> _Extrait de page_:
-------------------------
Justice : quelques abus de pouvoir

Parmi les douze propositions de réforme de la justice proposées par un sondage, publié en 2002 dans l’Expansion, vient en deuxième position, avec 76 % de réponses positives, « la création d'un conseil supérieur de la justice composé de non-magistrats, destiné à contrôler les juges et à trancher les litiges entre juges et justiciables ».

Par Jean-Michel Andreau et Xavier de Fontgalland, avec la participation de Corinne Morel.

La Justice, première des fonctions régaliennes, est le grand corps malade de notre République.

L’abus de pouvoir par la gestion du temps

L’attente de la prochaine audience qui se transforme en un « sursis à statuer », sa « remise pour pièce nouvelle » ou encore l’absence de l’avocat ou du magistrat (parfois sans préavis), engendrent chez le justiciable un épuisement doublé d’une sensation de mépris qui peuvent conduire à des dommages sévères. À chaque fois, ce sont des frais de transport, des journées de congé posées, une désorganisation de la vie professionnelle et familiale, stress maximal, problèmes avec les proches, notamment les enfants, maladies psychosomatiques, dépression, séparation et divorce, voire suicides dans les cas les plus extrêmes.
-------------------------
> _Données d'entrée_:
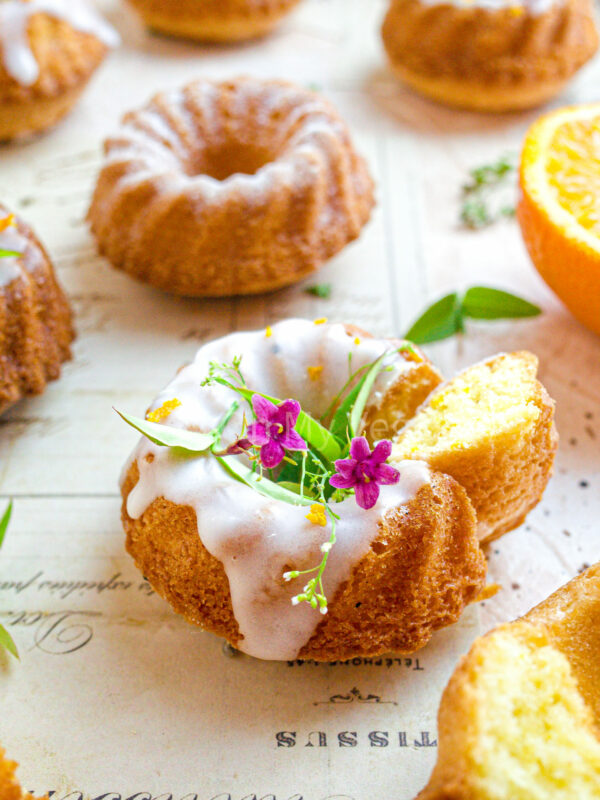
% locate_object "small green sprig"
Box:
[283,505,339,614]
[406,286,542,344]
[304,283,332,300]
[0,500,19,658]
[460,155,517,230]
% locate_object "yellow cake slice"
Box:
[392,352,558,541]
[418,564,600,800]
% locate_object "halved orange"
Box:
[517,103,600,333]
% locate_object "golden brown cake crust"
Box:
[524,563,600,720]
[0,7,107,142]
[122,463,486,661]
[0,206,74,413]
[382,0,598,111]
[129,0,300,42]
[89,78,374,297]
[394,351,558,542]
[417,564,600,800]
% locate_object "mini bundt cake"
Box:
[392,352,558,541]
[418,565,600,800]
[383,0,598,111]
[89,78,374,297]
[121,320,556,661]
[0,0,119,141]
[0,206,74,413]
[0,747,47,800]
[129,0,300,42]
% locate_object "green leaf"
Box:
[348,352,390,436]
[0,625,19,658]
[236,387,342,461]
[115,408,216,453]
[215,456,314,506]
[304,283,332,300]
[277,481,315,496]
[329,373,367,440]
[462,286,541,319]
[0,500,12,547]
[405,292,463,344]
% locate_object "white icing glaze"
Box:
[123,320,429,659]
[0,226,29,288]
[0,0,120,86]
[420,0,563,12]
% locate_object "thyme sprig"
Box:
[460,154,518,230]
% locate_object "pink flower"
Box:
[329,436,400,509]
[246,394,307,469]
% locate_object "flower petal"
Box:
[260,439,285,469]
[334,458,356,475]
[246,422,269,447]
[252,394,277,422]
[375,464,400,486]
[277,431,308,450]
[277,400,301,431]
[329,473,356,489]
[356,481,379,511]
[371,439,392,464]
[350,436,371,461]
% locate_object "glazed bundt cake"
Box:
[0,0,119,141]
[392,352,558,541]
[121,320,551,661]
[129,0,300,42]
[418,565,600,800]
[383,0,598,111]
[0,206,74,413]
[89,78,374,297]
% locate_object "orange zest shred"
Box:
[0,214,15,233]
[473,583,502,603]
[306,503,327,528]
[146,397,181,422]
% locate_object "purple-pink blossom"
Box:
[246,394,307,469]
[329,436,400,510]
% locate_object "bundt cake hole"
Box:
[194,140,275,181]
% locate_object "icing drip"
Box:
[421,0,561,12]
[0,227,29,287]
[0,0,120,86]
[124,320,429,660]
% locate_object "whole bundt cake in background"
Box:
[0,206,74,413]
[382,0,598,111]
[0,0,119,141]
[89,78,374,297]
[129,0,300,42]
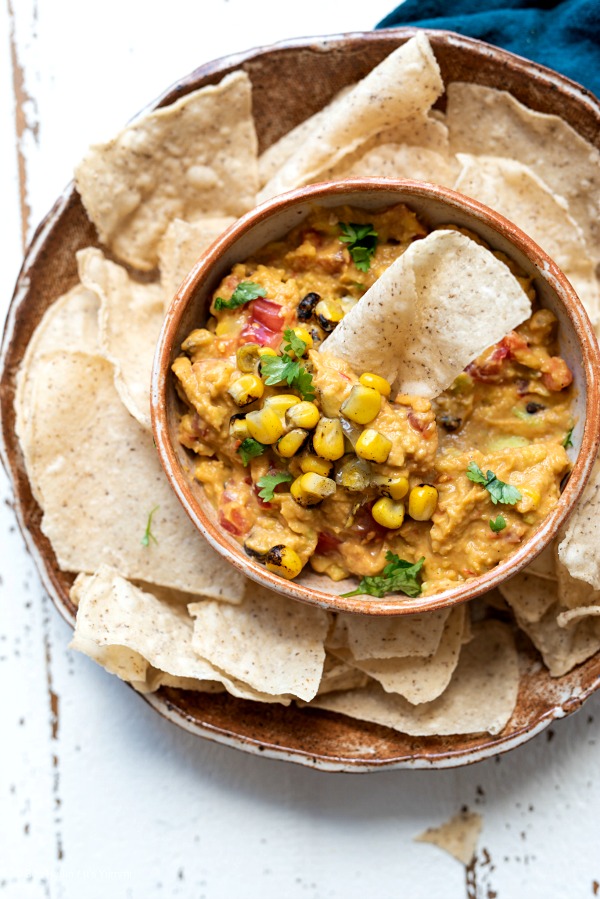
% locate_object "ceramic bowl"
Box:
[151,178,600,615]
[0,28,600,772]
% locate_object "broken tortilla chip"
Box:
[70,565,289,704]
[414,809,483,865]
[77,247,163,431]
[259,34,444,202]
[309,621,519,736]
[320,230,531,398]
[454,153,600,323]
[189,581,329,700]
[28,352,244,602]
[75,72,258,271]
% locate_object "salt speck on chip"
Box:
[320,230,531,398]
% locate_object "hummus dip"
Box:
[173,205,573,596]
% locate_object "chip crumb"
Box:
[414,809,483,865]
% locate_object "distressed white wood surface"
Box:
[0,0,600,899]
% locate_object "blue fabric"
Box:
[377,0,600,96]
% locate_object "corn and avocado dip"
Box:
[173,205,574,596]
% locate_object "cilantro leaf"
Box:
[490,515,506,533]
[257,471,294,503]
[237,437,267,465]
[341,550,425,597]
[512,406,543,425]
[141,506,160,546]
[339,222,378,272]
[260,328,315,400]
[283,328,306,359]
[562,425,575,449]
[467,462,522,506]
[215,281,267,312]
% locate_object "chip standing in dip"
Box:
[173,204,574,597]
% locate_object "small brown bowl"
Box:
[151,178,600,615]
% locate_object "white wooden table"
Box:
[0,0,600,899]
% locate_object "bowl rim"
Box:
[150,178,600,616]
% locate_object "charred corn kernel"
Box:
[181,328,215,353]
[285,400,321,431]
[246,406,283,445]
[227,375,265,406]
[371,474,408,499]
[371,496,404,531]
[313,418,344,462]
[263,393,300,427]
[277,428,308,459]
[235,343,260,371]
[266,543,302,581]
[408,484,437,521]
[341,384,381,425]
[517,487,542,512]
[314,300,344,332]
[358,371,392,396]
[300,453,333,478]
[290,471,336,506]
[356,428,392,465]
[229,414,250,440]
[292,328,313,355]
[335,456,371,492]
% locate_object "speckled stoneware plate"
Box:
[0,28,600,772]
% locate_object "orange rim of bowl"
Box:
[151,178,600,615]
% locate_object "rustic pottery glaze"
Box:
[0,28,600,772]
[151,178,600,615]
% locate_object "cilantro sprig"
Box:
[215,281,267,312]
[341,550,425,597]
[260,328,315,400]
[257,471,294,503]
[490,515,506,534]
[339,222,378,272]
[141,506,160,546]
[467,462,522,506]
[237,437,267,465]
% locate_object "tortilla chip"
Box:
[77,247,164,430]
[259,34,444,201]
[188,581,329,700]
[336,609,450,659]
[15,284,99,504]
[558,459,600,590]
[317,653,369,696]
[320,230,531,397]
[75,72,258,271]
[23,353,244,602]
[498,569,556,622]
[309,621,519,736]
[454,153,600,322]
[446,82,600,261]
[414,809,483,865]
[70,565,282,704]
[258,84,356,187]
[342,606,466,705]
[515,603,600,677]
[158,216,235,311]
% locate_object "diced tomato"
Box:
[315,531,342,556]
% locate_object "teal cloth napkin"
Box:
[376,0,600,96]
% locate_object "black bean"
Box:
[296,291,321,322]
[439,413,462,431]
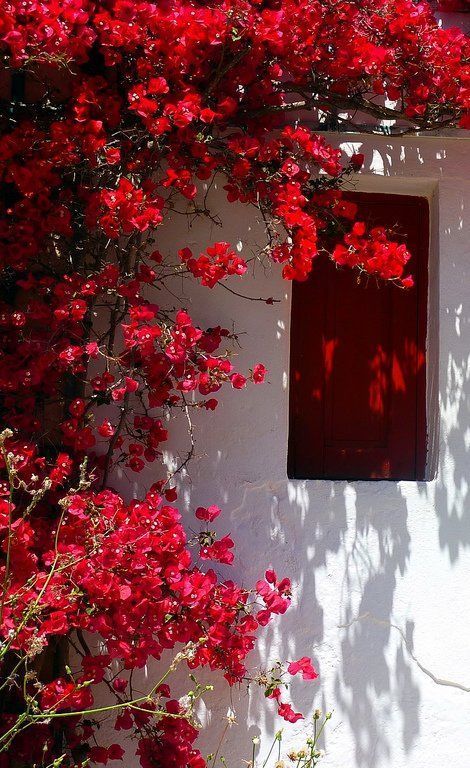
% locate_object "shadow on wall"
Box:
[107,138,470,768]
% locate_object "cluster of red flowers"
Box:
[0,0,464,768]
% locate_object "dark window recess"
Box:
[288,193,429,480]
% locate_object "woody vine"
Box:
[0,0,470,768]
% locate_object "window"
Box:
[288,193,429,480]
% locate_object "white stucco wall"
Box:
[113,135,470,768]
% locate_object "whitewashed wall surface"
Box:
[108,134,470,768]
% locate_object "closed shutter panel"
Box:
[288,193,429,480]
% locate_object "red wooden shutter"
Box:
[288,193,429,480]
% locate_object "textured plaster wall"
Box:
[113,135,470,768]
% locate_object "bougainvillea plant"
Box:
[0,0,470,768]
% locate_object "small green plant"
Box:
[207,709,331,768]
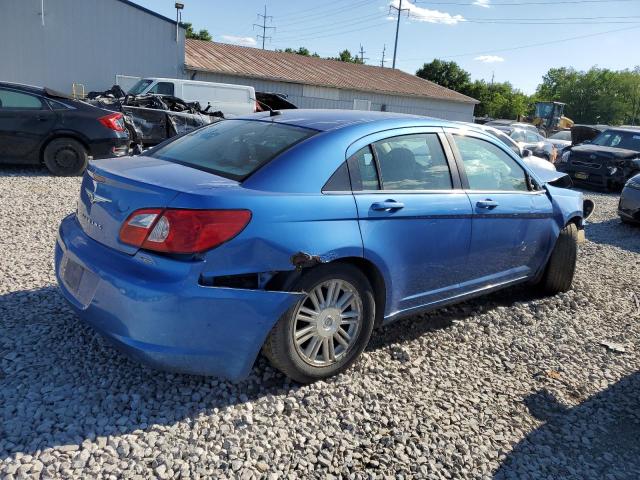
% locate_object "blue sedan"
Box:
[55,110,585,382]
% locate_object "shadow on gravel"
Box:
[585,218,640,253]
[0,164,52,177]
[494,372,640,480]
[0,286,544,460]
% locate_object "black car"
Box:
[618,174,640,225]
[0,82,129,175]
[556,127,640,190]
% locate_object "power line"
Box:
[389,0,409,69]
[278,21,390,42]
[253,5,276,50]
[278,12,384,32]
[360,44,369,63]
[396,25,640,61]
[414,0,638,7]
[278,0,378,25]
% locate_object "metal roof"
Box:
[185,39,480,104]
[237,109,457,132]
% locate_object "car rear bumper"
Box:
[618,187,640,223]
[556,163,626,190]
[55,215,301,380]
[89,135,129,160]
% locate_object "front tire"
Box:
[43,138,89,176]
[263,264,375,383]
[539,223,578,295]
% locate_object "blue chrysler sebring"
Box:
[55,110,585,382]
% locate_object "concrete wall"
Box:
[0,0,184,92]
[185,71,474,122]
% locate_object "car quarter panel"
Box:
[55,215,300,380]
[170,188,362,276]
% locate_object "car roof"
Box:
[236,109,458,132]
[0,82,75,100]
[605,125,640,133]
[0,82,44,95]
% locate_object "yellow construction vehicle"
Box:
[531,102,574,137]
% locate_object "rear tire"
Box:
[262,264,375,383]
[43,137,89,176]
[539,223,578,295]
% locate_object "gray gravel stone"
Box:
[0,167,640,479]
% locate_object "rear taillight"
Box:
[98,112,124,132]
[120,208,251,253]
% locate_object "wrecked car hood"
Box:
[529,165,569,186]
[571,144,640,161]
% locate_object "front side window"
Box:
[510,130,527,142]
[373,133,453,190]
[0,89,43,110]
[454,135,528,192]
[526,132,542,143]
[149,82,174,96]
[591,130,640,152]
[149,120,316,180]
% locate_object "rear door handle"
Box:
[476,198,498,210]
[371,200,404,211]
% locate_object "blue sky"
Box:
[134,0,640,93]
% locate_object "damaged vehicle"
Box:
[55,110,593,383]
[87,85,224,153]
[556,127,640,191]
[618,173,640,225]
[0,82,129,175]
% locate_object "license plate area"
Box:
[61,255,99,308]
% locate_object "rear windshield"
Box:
[150,120,316,180]
[127,78,153,95]
[591,130,640,152]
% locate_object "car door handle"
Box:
[476,198,498,210]
[371,200,404,211]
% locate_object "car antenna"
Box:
[256,100,282,117]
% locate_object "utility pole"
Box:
[253,5,276,50]
[389,0,409,69]
[360,44,369,63]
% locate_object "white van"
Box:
[127,78,256,116]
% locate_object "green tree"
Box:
[416,59,471,92]
[276,47,320,58]
[182,22,213,42]
[535,67,640,125]
[329,48,364,64]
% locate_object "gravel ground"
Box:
[0,168,640,479]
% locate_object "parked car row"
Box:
[0,82,129,175]
[0,78,296,175]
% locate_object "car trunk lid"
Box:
[77,156,238,255]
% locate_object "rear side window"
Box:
[348,145,380,191]
[454,135,529,191]
[373,133,453,190]
[149,82,174,96]
[0,89,43,110]
[150,120,316,180]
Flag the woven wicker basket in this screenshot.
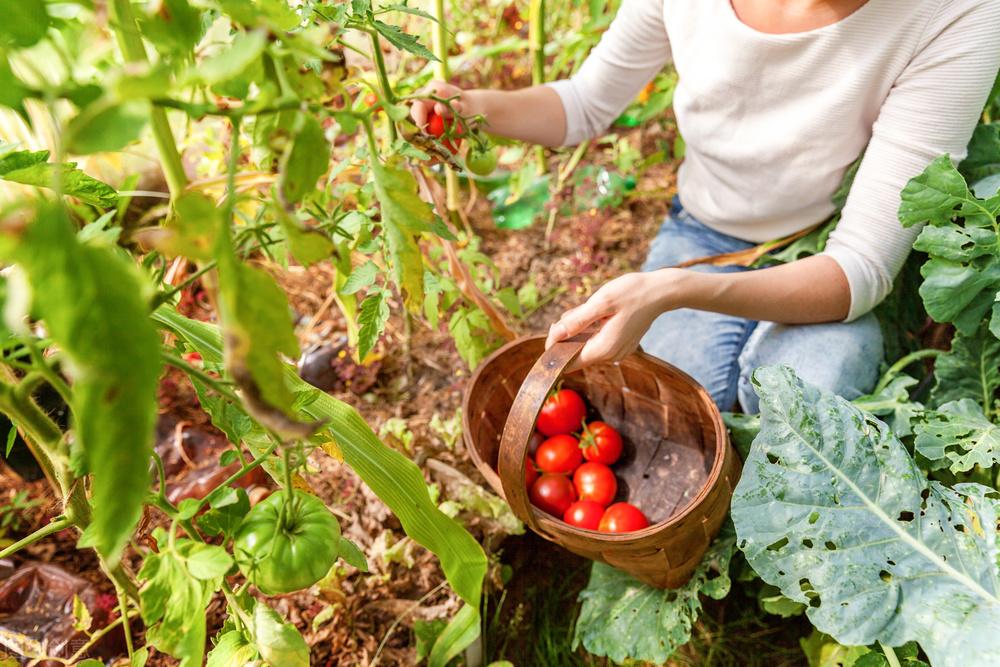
[462,336,740,588]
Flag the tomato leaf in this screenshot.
[914,398,1000,473]
[573,522,736,664]
[371,160,434,312]
[253,600,309,667]
[8,207,160,566]
[0,151,118,208]
[732,367,1000,667]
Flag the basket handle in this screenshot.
[497,332,590,534]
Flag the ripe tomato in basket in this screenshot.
[580,422,622,466]
[573,461,618,507]
[598,503,649,533]
[535,435,583,475]
[563,500,604,530]
[528,473,576,518]
[536,389,587,437]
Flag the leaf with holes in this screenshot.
[732,367,1000,667]
[573,522,736,664]
[914,398,1000,473]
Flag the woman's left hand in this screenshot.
[545,269,683,371]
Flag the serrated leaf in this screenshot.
[0,151,118,208]
[0,0,49,48]
[358,290,389,360]
[372,20,438,62]
[931,326,1000,408]
[7,207,160,566]
[66,100,149,155]
[573,522,736,664]
[253,600,309,667]
[371,159,434,312]
[278,114,330,204]
[914,398,1000,473]
[732,367,1000,667]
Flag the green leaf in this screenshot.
[253,600,309,667]
[205,630,257,667]
[427,604,480,667]
[7,208,160,566]
[192,30,267,85]
[278,114,330,204]
[0,151,118,208]
[931,326,1000,409]
[66,100,149,155]
[372,20,437,62]
[153,306,486,620]
[338,535,368,572]
[732,367,1000,667]
[358,289,389,360]
[371,160,434,312]
[914,398,1000,473]
[0,0,49,48]
[958,122,1000,183]
[573,522,736,664]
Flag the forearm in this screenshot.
[657,256,851,324]
[461,86,566,146]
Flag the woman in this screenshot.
[412,0,1000,412]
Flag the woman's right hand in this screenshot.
[410,81,466,129]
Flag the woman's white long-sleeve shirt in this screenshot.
[550,0,1000,320]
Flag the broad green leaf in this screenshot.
[0,0,49,48]
[6,208,160,566]
[156,192,222,260]
[206,630,257,667]
[372,20,437,62]
[253,600,309,667]
[0,151,118,208]
[732,367,1000,667]
[573,522,736,664]
[138,529,222,667]
[153,306,486,620]
[914,398,1000,473]
[899,155,1000,333]
[427,604,479,667]
[187,30,267,85]
[358,289,389,360]
[278,114,330,204]
[66,100,149,155]
[931,327,1000,409]
[958,121,1000,183]
[371,160,434,312]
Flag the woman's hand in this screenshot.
[410,81,476,129]
[545,269,688,371]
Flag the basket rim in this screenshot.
[462,334,735,546]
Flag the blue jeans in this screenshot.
[642,200,883,414]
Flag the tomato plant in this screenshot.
[535,435,583,475]
[536,389,587,437]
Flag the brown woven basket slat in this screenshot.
[463,336,740,588]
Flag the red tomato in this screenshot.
[524,455,538,489]
[573,461,618,507]
[535,435,583,475]
[580,422,622,466]
[427,111,462,155]
[598,503,649,533]
[537,389,587,437]
[528,431,545,456]
[528,473,576,517]
[563,500,604,530]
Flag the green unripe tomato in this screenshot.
[465,144,497,176]
[233,490,340,595]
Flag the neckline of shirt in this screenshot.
[717,0,878,42]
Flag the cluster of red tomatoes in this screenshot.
[524,389,649,533]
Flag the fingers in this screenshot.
[545,296,611,348]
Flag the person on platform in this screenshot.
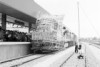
[75,43,78,53]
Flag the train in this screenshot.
[31,16,76,53]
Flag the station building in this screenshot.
[0,0,49,62]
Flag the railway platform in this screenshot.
[0,43,100,67]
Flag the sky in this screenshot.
[35,0,100,38]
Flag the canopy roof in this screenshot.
[0,0,49,23]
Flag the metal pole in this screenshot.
[77,2,80,42]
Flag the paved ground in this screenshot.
[0,43,100,67]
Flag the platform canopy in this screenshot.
[0,0,49,23]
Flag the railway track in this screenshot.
[10,55,46,67]
[0,54,46,67]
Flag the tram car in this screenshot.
[31,16,76,52]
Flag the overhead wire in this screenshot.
[77,2,100,37]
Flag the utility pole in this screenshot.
[77,1,80,42]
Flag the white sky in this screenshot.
[35,0,100,37]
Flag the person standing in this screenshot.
[75,43,78,53]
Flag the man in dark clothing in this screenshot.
[75,44,78,53]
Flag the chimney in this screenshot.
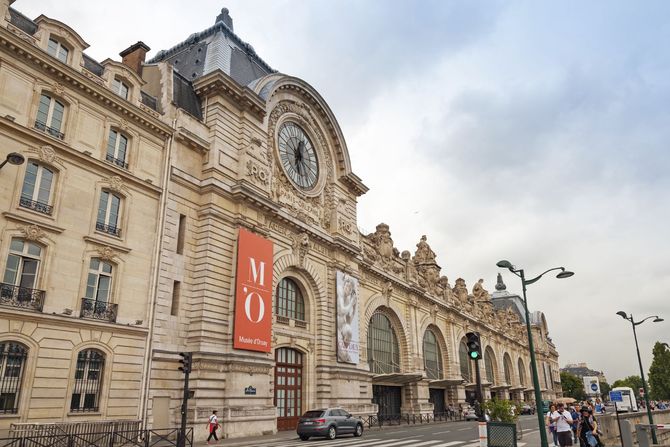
[119,41,151,76]
[214,8,233,31]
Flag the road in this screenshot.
[203,416,540,447]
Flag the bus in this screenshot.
[612,386,638,412]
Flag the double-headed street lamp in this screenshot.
[616,310,663,444]
[496,261,574,447]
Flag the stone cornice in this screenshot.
[0,27,172,137]
[193,70,265,121]
[0,117,163,195]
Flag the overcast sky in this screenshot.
[13,0,670,382]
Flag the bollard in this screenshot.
[620,420,633,447]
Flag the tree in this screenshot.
[561,371,586,401]
[612,376,642,399]
[649,341,670,400]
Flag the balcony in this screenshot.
[79,298,119,323]
[95,222,121,237]
[105,154,128,169]
[19,197,53,216]
[0,283,44,312]
[35,121,65,140]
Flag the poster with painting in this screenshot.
[337,272,359,364]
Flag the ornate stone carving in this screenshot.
[96,245,118,261]
[20,225,45,241]
[293,233,309,266]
-------------------------
> _Exercices_:
• a. Mettez à jour le passage du texte sur la justice qui s'ouvre sur les mots contenant « Justice : quelques » et se clôt sur « de notre République. », en y remplaçant « République » par « démocratie ».
• b. D'après le texte sur la justice, quel pourcentage de réponses positives a obtenu la proposition arrivée en deuxième position dans le sondage ?
• c. Reprenez le texte sur la justice là où il s'arrête et poursuivez-le.

> _Corrigés_:
• a.
Justice : quelques abus de pouvoir

Parmi les douze propositions de réforme de la justice proposées par un sondage, publié en 2002 dans l’Expansion, vient en deuxième position, avec 76 % de réponses positives, « la création d'un conseil supérieur de la justice composé de non-magistrats, destiné à contrôler les juges et à trancher les litiges entre juges et justiciables ».

Par Jean-Michel Andreau et Xavier de Fontgalland, avec la participation de Corinne Morel.

La Justice, première des fonctions régaliennes, est le grand corps malade de notre démocratie.

• b. 76 %

• c.
Ces délais sont la conséquence du mal judiciaire et non sa cause. La trop grande latitude laissée aux juges dans l’interprétation des lois et des faits, non seulement ne protège pas de l’arbitraire mais complexifie les dossiers, et entraîne de facto une multiplication des procédures, valse des intervenants, engorgement des tribunaux et donc augmentation des coûts financiers. Les magistrats et les auxiliaires de justice sont responsables de la lenteur et de la longueur des procédures, pouvant être constitutives par ailleurs de fonds de commerce précieux pour certains auxiliaires, au détriment des justiciables. Celui qui est dans son bon droit souffre de l’augmentation des délais et — compte tenu des préjudices qu’il subit — ne souhaite pas une justice expéditive mais un jugement éclairé, qui cherche la vérité.

L’obscurantisme entretient le mensonge. D’ailleurs notre justice l’autorise dans les écritures, à l’inverse du modèle anglo-saxon qui le bannit, c’est l’une des causes du mal judiciaire français. Car le mensonge ralentit en les complexifiant les affaires à traiter.

L’abus de pouvoir par le silence

L’adage plein de bon sens « qui ne dit mot consent » n’a paradoxalement aucune valeur sur le plan juridique. Celui qui se tait est considéré comme ayant raison au bénéfice du doute, ce qui peut être dramatique. Or, ce n’est pas confondre droit et morale, ni violer les consciences ou contraindre à l’auto accusation, que d’admettre qu’il peut exister une culpabilité ou une complicité par omission du sachant qui se tait. La vérité ne se morcelle pas et « le devoir de réserve s’arrête là où commence l’iniquité » selon l’arrêt Gartside c/Outram (UK, 1856), cité par Transparency International France.

Ce principe existe dans d’autres pays développés. Il est déjà dans notre code pénal pour les trafiquants de drogue et les proxénètes. Pourquoi ne pas le généraliser, y compris dans les procédures civiles, écrites ? Réajuster ainsi le droit français permettrait de combattre avec efficacité la corruption par la reconnaissance de la responsabilité des sachants qui, par leur silence, couvrent les dysfonctionnements. Il faut agir autant à la source, en supprimant l’impunité, et en aval, en protégeant les lanceurs d’alerte. Les retombées positives seraient considérables, pour les victimes comme pour l’image et l’économie de la justice.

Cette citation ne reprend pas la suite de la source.